* Given records *
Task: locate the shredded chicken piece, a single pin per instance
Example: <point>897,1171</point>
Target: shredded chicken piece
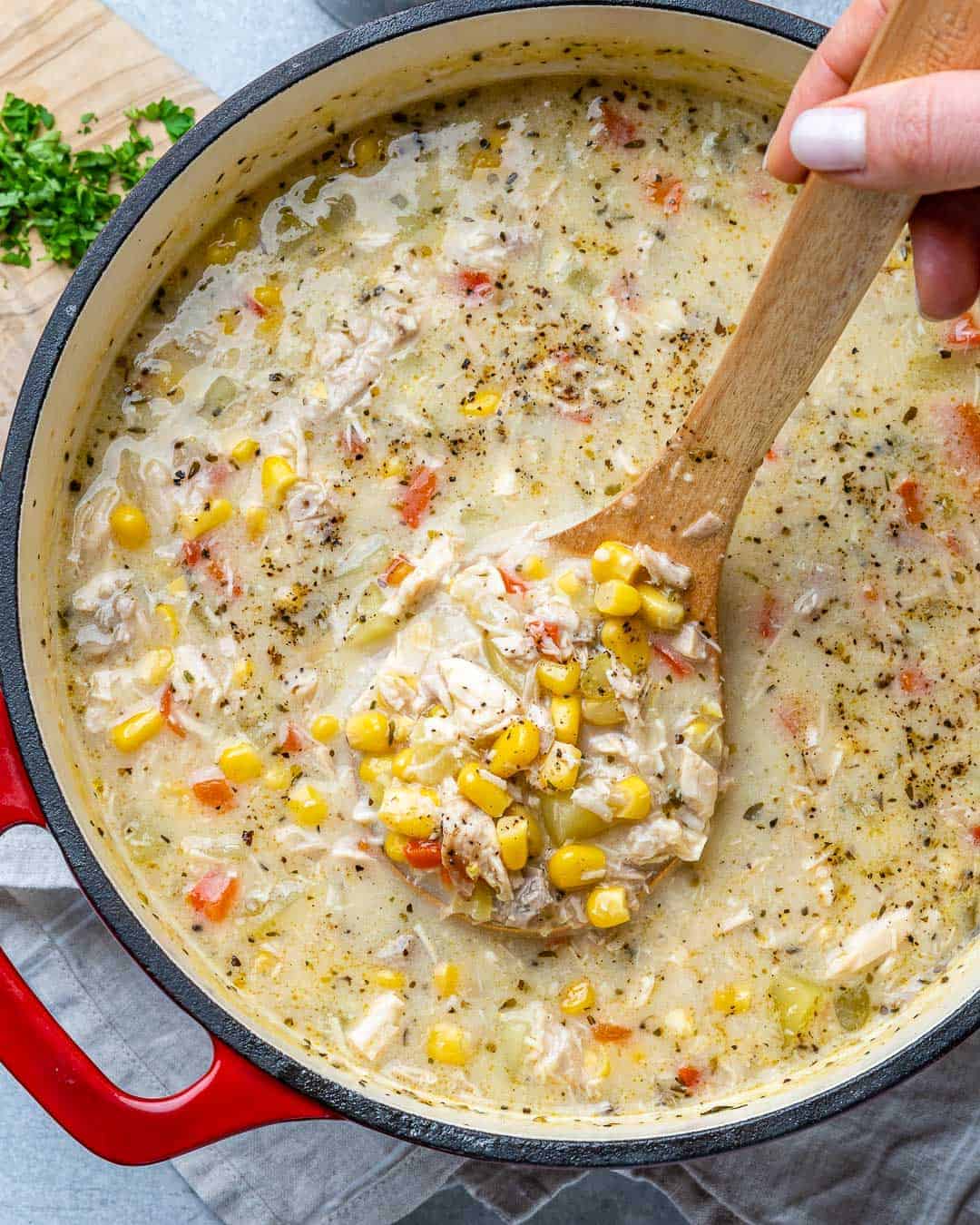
<point>469,837</point>
<point>378,1026</point>
<point>872,941</point>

* Written task *
Retype the lines above verbatim, leaving out the picture.

* Answer in full *
Task: locate the shredded chicken piece, a single pin per instance
Example: <point>897,1171</point>
Target: shredded chicken piece
<point>469,837</point>
<point>378,1026</point>
<point>872,941</point>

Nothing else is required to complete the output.